• _SOURCE EXCERPT_:

►

Welcome home gorgeous….now get your backside back to school!!

Half-term nothingness

So we’re coming to the end of yet another half term break, and actually despite not actually doing anything, it’s been pretty damn good.

During the last school holidays, I put myself under pressure to do things with the kids. And yes we went to the cinema, had buckets loads of naughty food, but in my opinion because we hadn’t planned anything this time, we actually relaxed and took each day on our stride.

As usual the weather hasn’t been on our side. Although quite remarkably we has sunshine, yes I said sunshine, over the bank holiday weekend; however once the BH was over the weather turned again. So as no plans were made, no plans were ruined.

Tuesday: a lovely late lazy start to the morning. The kids and I didn’t actually get dressed until about 11am! Yes, yes I know. But it is the holidays. Ordinarily we get up, get dressed and are sitting at the table eating breakfast by 7 am during the term-time, so this is loooovely.

After the youngest has had a nap (such an exhausting morning has been had so far!), and we’ve had a light lunch,  we get the bikes out.

I would point out that this is a very brave thing for me – it’s raining! I don’t like rain. But I loooove my bike. It has been tucked away all winter, and now I think it’s time to bring it out of hibernation.

So anyway, we’re on our bikes; me with the two youngest in the trailer (I forgot how heavy that thing is!) and the eldest on hers. We set off into town, so pick up a few essentials. It’s not a very exciting trip out granted, but they enjoyed themselves.

They enjoyed it even more when the saddle came off Mummy’s bike! Yes, despite being covered up for winter, that damned north sea wind has got to the frame and rusted/corroded or something and well, my saddle came off! I was not happy, but I found it slightly amusing at the same time. So Husband has something else to add to his weekend to-do-list….service my bike, re-rust, re-attach my saddle, the works.

Wednesday: Again, we had no plans. I had to do very boring things like paying a bill at the post-office and renewing our parking permit with the local Council office. So I told the kids, that once I had done my bits we would go into the next town, have some lunch,  a mooch around the charity shops, where they could spend their pocket money, and maybe meet up with H a friend of mine and her kids for a cuppa.

◄

• _WHAT TO DO_:
a) For each statement about the half-term post, answer yes or no and quote the words from the post that decide it: (i) On Tuesday the family did not get dressed until around 11am. (ii) The Tuesday bike ride took place in dry weather. (iii) The family had made plans for Wednesday in advance.
b) Write out the stretch of the half-term post from "Tuesday: a lovely" through "the bikes out.".
The material after this passage was taken from a separate source.

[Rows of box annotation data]
►

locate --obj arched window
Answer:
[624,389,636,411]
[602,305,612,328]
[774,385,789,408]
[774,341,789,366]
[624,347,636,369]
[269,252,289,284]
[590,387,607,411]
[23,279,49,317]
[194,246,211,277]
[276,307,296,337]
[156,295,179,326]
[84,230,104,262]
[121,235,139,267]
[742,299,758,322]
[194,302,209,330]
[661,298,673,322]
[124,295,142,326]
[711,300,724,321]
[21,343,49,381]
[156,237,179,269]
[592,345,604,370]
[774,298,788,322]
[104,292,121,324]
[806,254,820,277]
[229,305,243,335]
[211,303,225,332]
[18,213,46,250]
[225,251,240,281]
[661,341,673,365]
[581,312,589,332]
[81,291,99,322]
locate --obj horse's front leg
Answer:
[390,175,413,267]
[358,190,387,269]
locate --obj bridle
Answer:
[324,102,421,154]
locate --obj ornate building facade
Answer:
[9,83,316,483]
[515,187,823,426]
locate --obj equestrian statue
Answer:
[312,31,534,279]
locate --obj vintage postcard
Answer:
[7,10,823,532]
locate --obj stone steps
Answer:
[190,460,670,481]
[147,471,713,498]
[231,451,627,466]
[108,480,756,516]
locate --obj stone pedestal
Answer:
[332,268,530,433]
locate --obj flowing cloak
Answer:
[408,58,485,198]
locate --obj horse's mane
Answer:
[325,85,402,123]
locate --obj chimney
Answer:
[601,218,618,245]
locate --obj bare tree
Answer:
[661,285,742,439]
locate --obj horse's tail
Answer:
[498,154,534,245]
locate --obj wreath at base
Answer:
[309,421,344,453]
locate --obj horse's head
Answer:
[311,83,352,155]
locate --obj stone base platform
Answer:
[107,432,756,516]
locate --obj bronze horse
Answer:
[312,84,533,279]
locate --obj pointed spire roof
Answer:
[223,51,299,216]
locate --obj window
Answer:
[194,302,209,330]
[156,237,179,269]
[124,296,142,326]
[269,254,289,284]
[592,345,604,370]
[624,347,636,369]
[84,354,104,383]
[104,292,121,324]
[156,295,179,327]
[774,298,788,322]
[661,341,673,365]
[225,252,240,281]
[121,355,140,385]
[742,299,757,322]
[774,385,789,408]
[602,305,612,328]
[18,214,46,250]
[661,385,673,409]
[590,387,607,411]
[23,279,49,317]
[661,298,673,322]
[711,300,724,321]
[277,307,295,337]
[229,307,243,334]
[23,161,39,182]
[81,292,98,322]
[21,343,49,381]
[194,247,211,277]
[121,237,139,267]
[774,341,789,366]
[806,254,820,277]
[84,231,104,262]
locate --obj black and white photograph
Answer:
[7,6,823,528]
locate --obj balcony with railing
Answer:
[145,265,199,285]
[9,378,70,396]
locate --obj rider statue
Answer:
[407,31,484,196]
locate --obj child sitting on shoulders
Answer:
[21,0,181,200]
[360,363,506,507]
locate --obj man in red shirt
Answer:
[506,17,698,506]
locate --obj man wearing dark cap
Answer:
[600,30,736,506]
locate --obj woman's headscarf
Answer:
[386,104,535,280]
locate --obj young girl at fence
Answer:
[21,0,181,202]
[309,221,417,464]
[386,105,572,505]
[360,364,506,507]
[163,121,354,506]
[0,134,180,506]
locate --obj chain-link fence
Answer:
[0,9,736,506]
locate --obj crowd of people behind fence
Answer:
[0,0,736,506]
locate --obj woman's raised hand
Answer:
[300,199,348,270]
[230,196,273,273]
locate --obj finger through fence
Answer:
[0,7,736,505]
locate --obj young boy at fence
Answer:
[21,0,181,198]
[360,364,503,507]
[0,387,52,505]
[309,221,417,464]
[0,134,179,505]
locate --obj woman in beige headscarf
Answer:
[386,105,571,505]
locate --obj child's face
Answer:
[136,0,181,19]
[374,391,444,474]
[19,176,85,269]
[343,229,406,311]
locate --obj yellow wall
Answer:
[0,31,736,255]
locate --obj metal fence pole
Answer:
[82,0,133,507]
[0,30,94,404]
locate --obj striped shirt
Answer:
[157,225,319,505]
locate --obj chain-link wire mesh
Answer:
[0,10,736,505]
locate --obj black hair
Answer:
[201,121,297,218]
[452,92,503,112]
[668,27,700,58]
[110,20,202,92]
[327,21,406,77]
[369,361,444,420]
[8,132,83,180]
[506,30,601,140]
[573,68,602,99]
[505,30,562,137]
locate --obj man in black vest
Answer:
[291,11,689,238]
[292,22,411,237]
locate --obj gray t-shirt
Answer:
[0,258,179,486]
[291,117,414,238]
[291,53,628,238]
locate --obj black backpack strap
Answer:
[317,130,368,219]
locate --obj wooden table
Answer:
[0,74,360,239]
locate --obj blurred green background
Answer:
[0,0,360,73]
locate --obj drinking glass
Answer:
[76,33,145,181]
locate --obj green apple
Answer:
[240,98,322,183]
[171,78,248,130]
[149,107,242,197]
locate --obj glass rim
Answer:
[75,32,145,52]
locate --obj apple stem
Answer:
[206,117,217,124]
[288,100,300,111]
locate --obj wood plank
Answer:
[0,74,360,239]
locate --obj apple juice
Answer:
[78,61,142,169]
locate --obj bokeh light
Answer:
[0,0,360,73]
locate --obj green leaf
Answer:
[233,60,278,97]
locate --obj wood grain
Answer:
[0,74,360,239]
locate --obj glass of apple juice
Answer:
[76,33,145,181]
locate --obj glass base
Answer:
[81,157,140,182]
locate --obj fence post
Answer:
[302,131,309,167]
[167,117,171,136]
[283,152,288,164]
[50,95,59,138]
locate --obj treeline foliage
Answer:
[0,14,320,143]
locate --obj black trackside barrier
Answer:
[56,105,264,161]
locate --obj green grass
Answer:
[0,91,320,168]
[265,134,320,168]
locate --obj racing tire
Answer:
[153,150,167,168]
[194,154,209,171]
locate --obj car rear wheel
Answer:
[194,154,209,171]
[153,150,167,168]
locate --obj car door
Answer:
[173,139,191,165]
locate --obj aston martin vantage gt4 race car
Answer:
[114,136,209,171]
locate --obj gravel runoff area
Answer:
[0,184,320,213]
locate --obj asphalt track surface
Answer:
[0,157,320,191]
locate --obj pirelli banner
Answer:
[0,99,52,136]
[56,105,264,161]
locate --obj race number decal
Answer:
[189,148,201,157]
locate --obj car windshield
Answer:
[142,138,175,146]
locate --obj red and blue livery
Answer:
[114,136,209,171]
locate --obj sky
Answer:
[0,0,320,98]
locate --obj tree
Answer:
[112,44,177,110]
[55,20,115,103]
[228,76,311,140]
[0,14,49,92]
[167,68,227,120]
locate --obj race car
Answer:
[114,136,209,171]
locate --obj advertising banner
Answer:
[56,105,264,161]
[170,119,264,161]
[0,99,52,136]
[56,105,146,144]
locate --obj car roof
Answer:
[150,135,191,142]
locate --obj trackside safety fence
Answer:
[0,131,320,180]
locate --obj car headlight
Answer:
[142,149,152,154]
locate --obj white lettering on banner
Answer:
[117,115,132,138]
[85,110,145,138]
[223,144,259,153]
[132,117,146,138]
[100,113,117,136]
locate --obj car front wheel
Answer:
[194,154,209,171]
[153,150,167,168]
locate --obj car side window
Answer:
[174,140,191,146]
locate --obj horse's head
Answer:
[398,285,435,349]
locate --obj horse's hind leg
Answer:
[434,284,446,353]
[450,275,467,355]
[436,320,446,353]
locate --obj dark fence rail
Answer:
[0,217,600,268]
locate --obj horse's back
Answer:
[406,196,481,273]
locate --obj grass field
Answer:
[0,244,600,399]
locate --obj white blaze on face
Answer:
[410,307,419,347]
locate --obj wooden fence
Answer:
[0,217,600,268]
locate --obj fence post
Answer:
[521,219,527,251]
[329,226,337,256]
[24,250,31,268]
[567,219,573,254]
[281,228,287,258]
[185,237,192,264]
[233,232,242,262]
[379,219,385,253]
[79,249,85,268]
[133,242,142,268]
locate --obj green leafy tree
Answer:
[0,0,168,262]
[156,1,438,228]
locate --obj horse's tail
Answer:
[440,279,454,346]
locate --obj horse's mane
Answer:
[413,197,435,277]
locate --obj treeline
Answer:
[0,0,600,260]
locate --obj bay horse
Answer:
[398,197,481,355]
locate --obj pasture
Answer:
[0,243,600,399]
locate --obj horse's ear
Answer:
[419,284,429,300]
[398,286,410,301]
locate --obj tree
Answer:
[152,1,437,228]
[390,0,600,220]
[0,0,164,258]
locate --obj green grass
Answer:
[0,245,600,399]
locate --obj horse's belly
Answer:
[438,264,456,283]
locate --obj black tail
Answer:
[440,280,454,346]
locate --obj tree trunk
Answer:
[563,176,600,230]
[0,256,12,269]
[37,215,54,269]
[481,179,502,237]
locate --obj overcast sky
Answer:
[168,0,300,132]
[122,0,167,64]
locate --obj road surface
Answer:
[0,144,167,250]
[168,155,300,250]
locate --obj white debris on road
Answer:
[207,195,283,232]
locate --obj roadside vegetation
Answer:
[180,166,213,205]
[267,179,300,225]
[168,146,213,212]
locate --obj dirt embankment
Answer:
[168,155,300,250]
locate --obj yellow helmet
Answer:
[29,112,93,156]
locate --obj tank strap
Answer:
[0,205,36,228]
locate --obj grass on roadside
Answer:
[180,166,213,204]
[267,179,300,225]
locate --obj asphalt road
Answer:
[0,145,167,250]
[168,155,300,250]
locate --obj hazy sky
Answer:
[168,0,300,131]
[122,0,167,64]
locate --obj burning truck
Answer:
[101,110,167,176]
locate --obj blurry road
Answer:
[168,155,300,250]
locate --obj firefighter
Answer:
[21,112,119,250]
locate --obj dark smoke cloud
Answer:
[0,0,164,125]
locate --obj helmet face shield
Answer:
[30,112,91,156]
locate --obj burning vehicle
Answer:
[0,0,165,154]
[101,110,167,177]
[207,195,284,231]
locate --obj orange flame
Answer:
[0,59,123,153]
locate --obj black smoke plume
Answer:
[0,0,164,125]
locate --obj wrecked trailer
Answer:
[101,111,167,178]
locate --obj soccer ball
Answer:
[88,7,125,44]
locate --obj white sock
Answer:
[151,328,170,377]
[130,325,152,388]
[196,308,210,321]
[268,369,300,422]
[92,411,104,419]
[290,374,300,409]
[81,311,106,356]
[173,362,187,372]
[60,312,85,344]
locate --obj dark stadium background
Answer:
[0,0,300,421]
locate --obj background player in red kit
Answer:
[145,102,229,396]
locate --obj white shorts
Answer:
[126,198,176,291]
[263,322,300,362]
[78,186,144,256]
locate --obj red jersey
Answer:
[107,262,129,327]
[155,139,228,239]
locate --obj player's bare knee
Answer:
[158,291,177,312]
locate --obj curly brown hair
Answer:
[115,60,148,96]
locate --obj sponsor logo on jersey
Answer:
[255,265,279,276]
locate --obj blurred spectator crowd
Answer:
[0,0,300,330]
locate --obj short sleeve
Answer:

◄

• _ANSWERS IN ORDER_:
a)
(i) Yes: "The kids and I didn’t actually get dressed until about 11am!"
(ii) No: "it’s raining!"
(iii) No: "Again, we had no plans."

b)
Tuesday: a lovely late lazy start to the morning. The kids and I didn’t actually get dressed until about 11am! Yes, yes I know. But it is the holidays. Ordinarily we get up, get dressed and are sitting at the table eating breakfast by 7 am during the term-time, so this is loooovely.

After the youngest has had a nap (such an exhausting morning has been had so far!), and we’ve had a light lunch,  we get the bikes out.